RECORDS TO PROCESS —
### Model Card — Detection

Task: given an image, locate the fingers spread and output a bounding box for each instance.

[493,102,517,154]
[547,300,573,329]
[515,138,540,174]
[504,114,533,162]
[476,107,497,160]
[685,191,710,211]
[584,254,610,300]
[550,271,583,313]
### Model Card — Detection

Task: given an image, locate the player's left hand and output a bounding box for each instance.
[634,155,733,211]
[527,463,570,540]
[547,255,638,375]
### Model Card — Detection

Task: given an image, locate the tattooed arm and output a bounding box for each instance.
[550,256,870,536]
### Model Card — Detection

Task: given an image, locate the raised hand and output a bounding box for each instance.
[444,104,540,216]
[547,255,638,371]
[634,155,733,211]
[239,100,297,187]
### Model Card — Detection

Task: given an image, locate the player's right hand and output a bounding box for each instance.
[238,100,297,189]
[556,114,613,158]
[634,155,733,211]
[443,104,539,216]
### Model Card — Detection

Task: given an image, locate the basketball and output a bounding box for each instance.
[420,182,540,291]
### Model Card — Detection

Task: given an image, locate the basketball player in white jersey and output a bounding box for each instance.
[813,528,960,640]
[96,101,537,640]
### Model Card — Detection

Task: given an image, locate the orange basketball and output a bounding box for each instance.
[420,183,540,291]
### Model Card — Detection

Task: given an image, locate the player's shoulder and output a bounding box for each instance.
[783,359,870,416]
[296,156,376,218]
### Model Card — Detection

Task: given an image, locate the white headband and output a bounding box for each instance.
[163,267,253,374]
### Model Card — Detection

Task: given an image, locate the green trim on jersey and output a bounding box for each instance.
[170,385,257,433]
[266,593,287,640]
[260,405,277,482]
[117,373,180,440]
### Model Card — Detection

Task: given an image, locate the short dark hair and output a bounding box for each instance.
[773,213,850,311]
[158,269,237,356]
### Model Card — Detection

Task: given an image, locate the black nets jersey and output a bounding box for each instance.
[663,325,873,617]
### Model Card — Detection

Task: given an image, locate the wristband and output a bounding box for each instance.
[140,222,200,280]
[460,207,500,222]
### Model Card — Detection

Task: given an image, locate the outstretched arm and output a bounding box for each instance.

TASK DIRECTIONS —
Locate every line in the records above that contains the word "jersey" and copy each one in full. Case counts.

SOLUTION FOR THIS TASK —
Task: given an image, locate the basketball player in white jersey and output a bounding box for each instance.
Task: given an image, locate the green trim on jersey and output a bounding box for each instance.
Task: given an image, locate the black nets jersey and output a bounding box for each instance.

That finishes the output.